--- Start Data for this task ---

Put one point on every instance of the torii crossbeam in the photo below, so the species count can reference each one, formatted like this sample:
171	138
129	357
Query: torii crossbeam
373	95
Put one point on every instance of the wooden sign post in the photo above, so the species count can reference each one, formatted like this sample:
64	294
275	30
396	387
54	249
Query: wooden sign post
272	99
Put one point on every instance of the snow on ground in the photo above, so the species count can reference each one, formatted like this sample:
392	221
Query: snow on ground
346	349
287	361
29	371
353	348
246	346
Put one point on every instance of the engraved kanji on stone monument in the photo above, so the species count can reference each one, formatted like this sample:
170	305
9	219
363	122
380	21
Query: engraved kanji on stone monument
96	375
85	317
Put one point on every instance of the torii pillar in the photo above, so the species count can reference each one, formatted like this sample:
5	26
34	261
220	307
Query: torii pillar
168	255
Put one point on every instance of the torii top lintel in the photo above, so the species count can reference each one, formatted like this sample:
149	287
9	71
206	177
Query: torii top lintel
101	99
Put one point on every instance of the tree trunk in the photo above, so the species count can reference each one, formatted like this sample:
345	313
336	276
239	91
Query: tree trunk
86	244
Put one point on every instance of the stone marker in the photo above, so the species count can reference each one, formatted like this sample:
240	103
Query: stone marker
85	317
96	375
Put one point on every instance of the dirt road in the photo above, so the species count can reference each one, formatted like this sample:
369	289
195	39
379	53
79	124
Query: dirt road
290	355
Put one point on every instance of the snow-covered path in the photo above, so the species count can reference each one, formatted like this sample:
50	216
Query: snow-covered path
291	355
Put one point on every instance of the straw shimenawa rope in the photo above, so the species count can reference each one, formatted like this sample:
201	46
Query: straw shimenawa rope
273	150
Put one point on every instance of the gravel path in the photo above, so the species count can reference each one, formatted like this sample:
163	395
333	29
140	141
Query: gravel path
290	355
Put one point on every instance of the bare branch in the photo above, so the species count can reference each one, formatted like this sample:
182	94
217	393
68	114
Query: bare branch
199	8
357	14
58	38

--- End Data for this task ---

* _Task goal_: Print all of the entries exactly as they are written.

* _Response to this task_:
Put one point on every instance of the torii crossbeam in the photo below, so the species count can reference each one, formatted like this sample:
171	138
129	357
Query: torii crossbeam
373	95
Put one point on every instance of the wooden sign post in the photo above, so the species count can reference each one, formatted like this sample:
64	294
275	30
396	387
54	249
Query: wooden sign post
272	99
Put one point on every instance of the snow on ground in the photo above, so the species count can reference each one, formatted like this sample:
392	221
Query: snow on ground
346	349
287	361
29	371
353	348
246	346
Put one point on every instance of the engraved kanji on stone monument in the photo above, so the species count can reference each one, formatted like this sample:
170	305
9	219
363	122
380	21
Query: engraved kanji on stone monument
96	375
85	317
Put one point on every instance of the torii pillar in the photo above, so the species count can reference each one, formatted like this sample:
5	26
34	261
220	307
Query: torii pillar
168	255
Put one point on every instance of the torii top lintel in the photo above, so the species count can reference each one, formatted like this sample:
149	287
9	71
206	177
Query: torii top lintel
101	99
Put one point on every instance of the tree trunk in the photo above, so the species count can reference each one, formatted like this sample:
345	313
336	276
239	91
Query: tree trunk
86	244
Put one point on every instance of the stone marker in the photo above, so the species count can reference each one, formatted like this sample:
240	103
Query: stone marker
85	317
96	375
Put one point on every instance of the dirt road in the photo above, so the species count can reference each one, formatted like this sample:
369	289
195	39
379	53
79	124
Query: dirt road
290	355
Put one point on every instance of the snow-covered path in the photo above, so the species count can reference each one, formatted like this sample:
50	216
Query: snow-covered path
291	355
Put one point on every instance of the straw shimenawa rope in the photo above, so the species count can reference each one, formatted like this sample:
201	46
Query: straw shimenawa rope
273	150
Put one point on every instance of the gravel path in the photo above, so the species count can reference each one, formatted like this sample:
163	395
333	29
140	141
Query: gravel path
290	355
Put one point on every instance of the bare branch in the photo above, so the species count can reference each one, formatted like this sample:
182	94
217	393
68	114
Query: bare branch
199	8
357	14
58	38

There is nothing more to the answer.